> TEXT SHOWN:
The rotating seat 33 is embedded on an end portion of the connecting pipe 31 and is fixedly connected to the connecting pipe 31 through a screw stem; an abutment surface is disposed on a top surface of the rotating seat 33; a pin-jointed surface pin-jointed to the abutment surface corresponding to the rotating seat 33 is disposed on a bottom surface of a buckling cover 40; and two ends of the mounting rack 10 are respectively clamped to corresponding rotating seats 33 and then are pin-jointed to the corresponding buckling covers 40, to adjust an irradiation angle of the floodlight 100. The rotating seat 33 includes a seat body 330, a central pillar 331 located on a central part of the seat body 330, and several annular abutment teeth 332 disposed on an outer wall of the seat body 330; and an indicator panel 333 located on an end portion of the annular abutment tooth 332. The seat body 330 is provided with a reinforcing ring, and the reinforcing ring is sleeved on the central pillar 331, to reinforce a connection between the seat body 330 and the central pillar 331. The rotating seat 33 passes through the rotating hole 13 through the central pillar 331 and is pin-jointed to the mounting rack 10, so that the rotating seat 33 rotates relative to the mounting rack 10 and can be fastened at any angle.

> TO-DO LIST:
(1) In the floodlight mounting description, what is the reinforcing ring sleeved on?
(2) Continue the floodlight mounting description from the point where it stops.
The records below the text come from a separate source.

A data block:

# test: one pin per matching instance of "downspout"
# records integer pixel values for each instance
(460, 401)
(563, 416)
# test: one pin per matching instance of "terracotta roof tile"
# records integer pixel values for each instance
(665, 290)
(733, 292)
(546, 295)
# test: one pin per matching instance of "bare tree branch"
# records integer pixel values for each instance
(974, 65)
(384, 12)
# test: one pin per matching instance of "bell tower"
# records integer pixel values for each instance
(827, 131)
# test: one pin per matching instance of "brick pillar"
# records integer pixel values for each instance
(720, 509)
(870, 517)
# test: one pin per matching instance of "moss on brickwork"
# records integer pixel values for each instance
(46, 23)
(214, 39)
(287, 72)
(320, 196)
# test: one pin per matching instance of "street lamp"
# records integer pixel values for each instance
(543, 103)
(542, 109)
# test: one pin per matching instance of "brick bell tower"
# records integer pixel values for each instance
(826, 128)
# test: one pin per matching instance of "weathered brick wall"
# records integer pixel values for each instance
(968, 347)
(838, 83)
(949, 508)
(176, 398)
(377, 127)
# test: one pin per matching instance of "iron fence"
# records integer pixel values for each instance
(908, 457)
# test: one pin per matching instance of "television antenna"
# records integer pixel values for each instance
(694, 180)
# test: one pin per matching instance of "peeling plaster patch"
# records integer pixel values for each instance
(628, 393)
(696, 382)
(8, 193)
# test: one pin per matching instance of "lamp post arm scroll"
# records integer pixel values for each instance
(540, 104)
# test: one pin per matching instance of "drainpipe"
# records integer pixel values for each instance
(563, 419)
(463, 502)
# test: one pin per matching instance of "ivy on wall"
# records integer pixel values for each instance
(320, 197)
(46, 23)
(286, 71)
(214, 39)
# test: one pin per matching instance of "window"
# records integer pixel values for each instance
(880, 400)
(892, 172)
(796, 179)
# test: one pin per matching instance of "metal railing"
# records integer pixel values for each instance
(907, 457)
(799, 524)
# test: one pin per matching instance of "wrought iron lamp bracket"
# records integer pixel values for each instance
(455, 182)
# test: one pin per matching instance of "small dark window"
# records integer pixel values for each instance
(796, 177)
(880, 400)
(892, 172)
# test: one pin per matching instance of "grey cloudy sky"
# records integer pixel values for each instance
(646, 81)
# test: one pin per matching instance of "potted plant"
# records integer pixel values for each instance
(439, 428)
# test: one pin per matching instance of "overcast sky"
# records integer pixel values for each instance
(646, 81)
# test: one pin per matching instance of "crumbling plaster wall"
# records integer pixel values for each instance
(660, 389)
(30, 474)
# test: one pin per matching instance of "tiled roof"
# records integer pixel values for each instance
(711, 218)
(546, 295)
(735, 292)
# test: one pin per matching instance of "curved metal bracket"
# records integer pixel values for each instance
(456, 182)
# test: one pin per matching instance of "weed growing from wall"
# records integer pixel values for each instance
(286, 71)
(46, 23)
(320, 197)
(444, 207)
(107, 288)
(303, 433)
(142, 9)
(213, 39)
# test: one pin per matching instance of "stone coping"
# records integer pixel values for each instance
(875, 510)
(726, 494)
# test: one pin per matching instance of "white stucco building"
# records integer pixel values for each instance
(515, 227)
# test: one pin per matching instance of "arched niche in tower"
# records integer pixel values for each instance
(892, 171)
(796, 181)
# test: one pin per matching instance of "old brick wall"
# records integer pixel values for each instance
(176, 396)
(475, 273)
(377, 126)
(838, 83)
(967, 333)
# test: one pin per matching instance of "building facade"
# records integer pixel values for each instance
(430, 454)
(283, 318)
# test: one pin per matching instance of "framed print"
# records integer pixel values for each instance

> ANSWERS:
(1) The central pillar 331.

(2)
The annular abutment tooth 332 forms a stepped groove with the seat body 330, so that the annular abutment tooth 332 protrudes outward from the stepped groove. The annular abutment teeth 332 are evenly arranged, and an abutment tooth groove is formed between adjacent annular abutment teeth 332. It can be observed from an outer side and a cross section, that the annular abutment teeth 332 are disposed in a trapezoid shape. In this embodiment, an included angle formed between the adjacent annular abutment teeth 332 and a center axis of the central pillar 331 is an acute angle. Preferably, the included angle formed between the adjacent annular abutment teeth 332 and the center axis of the central pillar 331 is 6°. Understandably, the included angle formed between the adjacent annular abutment teeth 332 and the center axis of the central pillar 331 may alternatively be 5°, 15°, 45°, 60°, or 80°.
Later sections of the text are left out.